Data shown —
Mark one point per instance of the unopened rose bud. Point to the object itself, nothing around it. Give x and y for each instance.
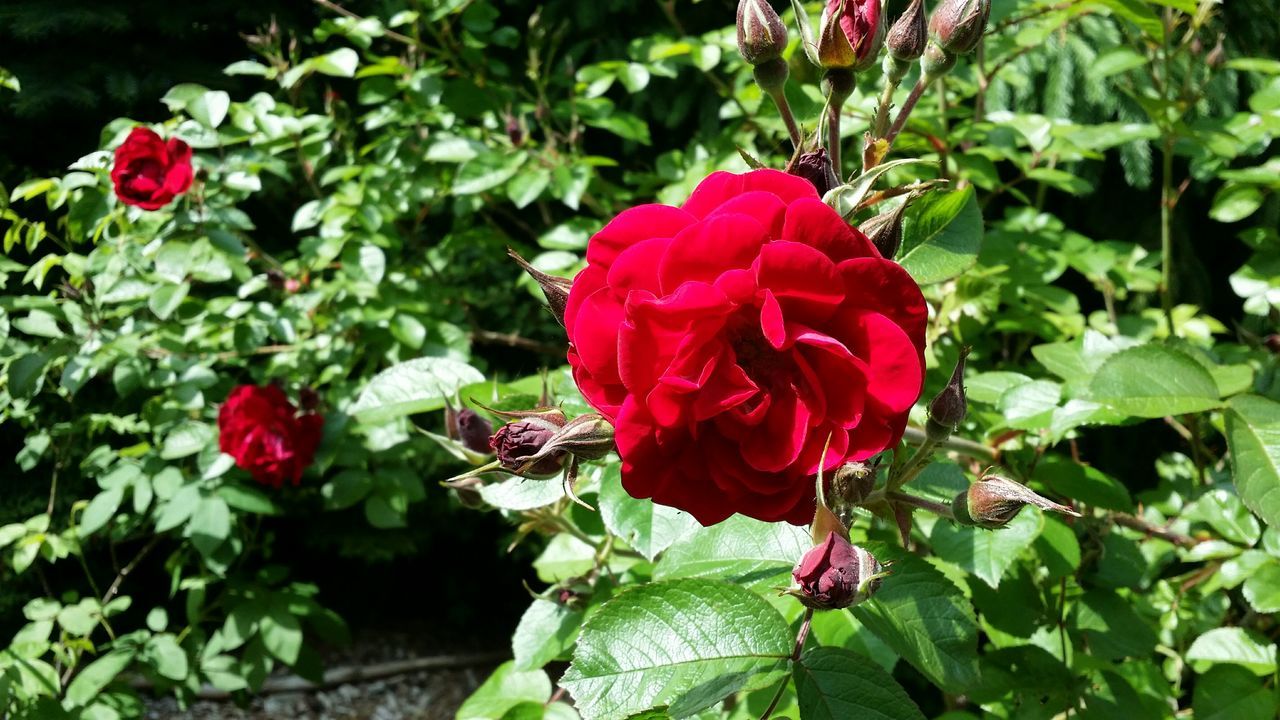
(517, 442)
(836, 574)
(993, 501)
(554, 288)
(909, 35)
(905, 41)
(850, 33)
(471, 429)
(956, 26)
(760, 33)
(936, 62)
(885, 231)
(949, 406)
(816, 168)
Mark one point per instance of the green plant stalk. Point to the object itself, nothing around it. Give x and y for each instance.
(1166, 232)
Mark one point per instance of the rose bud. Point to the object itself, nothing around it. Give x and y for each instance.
(471, 429)
(850, 33)
(517, 442)
(760, 33)
(956, 26)
(905, 41)
(885, 231)
(554, 288)
(836, 574)
(949, 406)
(816, 168)
(993, 501)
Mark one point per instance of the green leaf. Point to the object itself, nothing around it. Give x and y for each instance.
(1233, 646)
(96, 675)
(702, 641)
(547, 630)
(187, 438)
(167, 656)
(415, 386)
(280, 633)
(504, 689)
(836, 684)
(1226, 692)
(100, 510)
(1152, 381)
(1253, 437)
(941, 236)
(487, 172)
(741, 550)
(986, 554)
(1262, 589)
(647, 527)
(926, 619)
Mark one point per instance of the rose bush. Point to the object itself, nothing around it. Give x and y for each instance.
(150, 172)
(266, 436)
(732, 338)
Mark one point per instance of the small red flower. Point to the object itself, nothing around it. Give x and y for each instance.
(727, 340)
(150, 172)
(263, 431)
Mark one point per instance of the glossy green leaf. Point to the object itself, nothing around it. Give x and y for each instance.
(686, 645)
(836, 684)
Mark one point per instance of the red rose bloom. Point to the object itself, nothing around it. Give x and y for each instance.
(263, 431)
(150, 172)
(859, 22)
(728, 338)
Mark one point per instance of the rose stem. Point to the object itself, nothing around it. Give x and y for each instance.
(795, 655)
(959, 445)
(913, 465)
(936, 507)
(906, 110)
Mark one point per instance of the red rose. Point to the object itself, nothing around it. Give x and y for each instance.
(263, 431)
(150, 172)
(728, 338)
(860, 23)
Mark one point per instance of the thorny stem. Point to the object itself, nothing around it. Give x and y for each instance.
(795, 655)
(936, 507)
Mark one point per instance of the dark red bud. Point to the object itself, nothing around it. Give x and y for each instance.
(836, 574)
(516, 442)
(816, 168)
(958, 26)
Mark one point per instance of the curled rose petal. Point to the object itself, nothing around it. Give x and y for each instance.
(730, 338)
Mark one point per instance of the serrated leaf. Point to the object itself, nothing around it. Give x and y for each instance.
(741, 550)
(941, 236)
(686, 645)
(415, 386)
(987, 554)
(547, 630)
(1152, 381)
(926, 619)
(836, 684)
(647, 527)
(1253, 437)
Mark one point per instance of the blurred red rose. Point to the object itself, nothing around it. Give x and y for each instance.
(263, 431)
(730, 337)
(150, 172)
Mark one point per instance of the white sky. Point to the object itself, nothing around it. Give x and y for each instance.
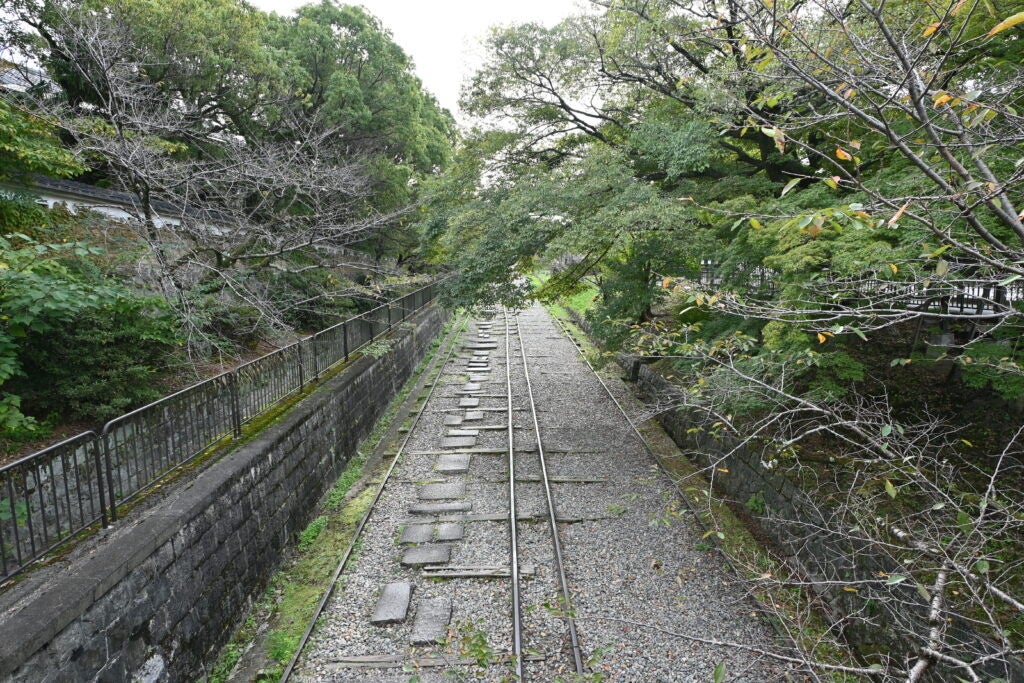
(443, 36)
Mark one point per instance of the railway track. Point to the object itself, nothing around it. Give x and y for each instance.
(511, 538)
(525, 467)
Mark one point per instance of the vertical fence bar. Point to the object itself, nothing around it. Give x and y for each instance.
(110, 476)
(232, 389)
(94, 446)
(314, 343)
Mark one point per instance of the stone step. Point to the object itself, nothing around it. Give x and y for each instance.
(392, 604)
(440, 508)
(458, 441)
(453, 463)
(430, 625)
(430, 553)
(451, 531)
(417, 534)
(442, 492)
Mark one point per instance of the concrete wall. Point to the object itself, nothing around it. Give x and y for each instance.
(155, 597)
(798, 526)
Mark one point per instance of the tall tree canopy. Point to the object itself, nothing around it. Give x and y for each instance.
(841, 174)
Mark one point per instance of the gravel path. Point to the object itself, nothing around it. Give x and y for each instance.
(631, 556)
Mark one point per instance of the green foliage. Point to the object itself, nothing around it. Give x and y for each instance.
(107, 363)
(996, 365)
(311, 532)
(28, 144)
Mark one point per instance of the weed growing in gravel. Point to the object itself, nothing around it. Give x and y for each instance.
(310, 532)
(379, 348)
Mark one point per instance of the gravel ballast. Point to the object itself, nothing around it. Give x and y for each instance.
(633, 556)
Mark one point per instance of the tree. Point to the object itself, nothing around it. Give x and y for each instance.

Stated task — Images do not belong in the copy; reproduce all other parts of the records above verbatim.

Result of this exercise —
Mark one point per instance of the unopened rose bud. Point to the object itself, nothing around it. Give x and y for each instance.
(517, 442)
(836, 574)
(993, 501)
(554, 288)
(909, 35)
(905, 41)
(850, 33)
(471, 429)
(956, 26)
(760, 33)
(936, 62)
(885, 231)
(949, 406)
(816, 168)
Mark one point per instance of the green plant stalk. Point to the object itself, nothing around it. Give x and y for each instance.
(1166, 232)
Mark one point per instance of the rose bud. Point to the object itself, nothing around it. Give x and y for each instance.
(471, 429)
(850, 33)
(517, 442)
(760, 33)
(956, 26)
(905, 41)
(885, 231)
(554, 288)
(836, 574)
(949, 406)
(816, 168)
(993, 501)
Mark one point per instance of the green leaf. Point to the object itself, nothing around it. Give x and y for each instance.
(1233, 646)
(96, 675)
(702, 641)
(547, 630)
(187, 438)
(167, 656)
(415, 386)
(280, 633)
(504, 689)
(836, 684)
(1226, 692)
(100, 510)
(1152, 381)
(1253, 437)
(941, 236)
(487, 172)
(741, 550)
(986, 554)
(1262, 589)
(647, 527)
(926, 619)
Mark one point per instance of the rose bush. Point to the object itself, nothing around it. Give x and y for each instance.
(150, 172)
(266, 436)
(732, 338)
Mark one point per instance of the small red flower. Point to the object itself, nothing around it. Give x and y for each instance.
(727, 340)
(150, 172)
(263, 431)
Mark one point per instance of the glossy green leaf. Point to the object itself, nothing around it. Give x and y for each instance.
(686, 645)
(836, 684)
Mark one point per instance of the red rose bloom. Point to the object itself, nothing around it. Give x and y for each instance.
(263, 431)
(150, 172)
(859, 22)
(728, 338)
Mark one point per instance of the rose stem. Point to the object itself, nothing around it. Give x and y for each instance.
(795, 655)
(959, 445)
(913, 465)
(936, 507)
(906, 110)
Mark one point per instance of the red rose. Point to the object itself, nothing around it. Give x and y for each instance.
(263, 431)
(150, 172)
(728, 338)
(860, 23)
Mark one point per instance of the thorny stem. Point to the object itself, nothing around it. Give x and y for each instance.
(795, 655)
(936, 507)
Mark one point per instance of the dark red bud. Point to the object itself, nothing around it. Give x and y for each instance.
(836, 574)
(516, 442)
(816, 168)
(958, 26)
Mark one point per instance of the curled rose petal. Point to the object itself, nothing around it. Give x and y for each instance.
(730, 338)
Mark one point per instance of the serrated leaf. Point to the object itself, nothing around it. Give x and y for each instance.
(741, 550)
(941, 236)
(686, 645)
(415, 386)
(987, 554)
(547, 630)
(1152, 381)
(926, 619)
(836, 684)
(647, 527)
(1253, 437)
Mark one point per instance of the blurred red rose. Point to the object itself, nothing around it. Give x and y for each instance.
(263, 431)
(730, 337)
(150, 172)
Mark one point per instance of the white sky. Point to the object itself, nothing around it. Give x and y for each instance.
(443, 36)
Mark one point per instance of the railway track. Point to the object itself, nothing around it. Give x and y for each instance.
(511, 538)
(525, 467)
Mark one point per instance of the vertical fence bar. Point to the object itself, nothing around it. Give x and y for each instance.
(110, 476)
(232, 389)
(94, 446)
(314, 343)
Mark one point per instance of the stone step. Point to the object itself, nothing around it. Give x and y for each instance.
(392, 604)
(440, 508)
(458, 441)
(453, 463)
(430, 625)
(430, 553)
(451, 531)
(417, 534)
(442, 492)
Mark one point per instance of the concrete wall. Point to the object itself, nothing around it. Give x and y for each instance.
(155, 597)
(798, 526)
Mark one point per instance of the tall tree canopy. Point to the object itself, nothing around it. Give x and y for each instance.
(841, 174)
Mark one point per instance of the gravel path. Point to the object itself, nothing around it. Give x and y for each instance.
(631, 556)
Mark one point per instance of the green foliage. Point to the object itself, nothing around it. Give x and y for each instance.
(107, 363)
(996, 365)
(311, 532)
(28, 144)
Mark one point per instance of the weed growing in gravel. Point to the object itself, nothing around it. Give x and y for each instance.
(310, 532)
(379, 348)
Mark one point per instance of the gravel ballast. Point to the object itself, nothing around it. Give x and y for each instance.
(633, 556)
Mark one point per instance of the tree. Point to the object itself, nothing around it. Give x and y for each instance.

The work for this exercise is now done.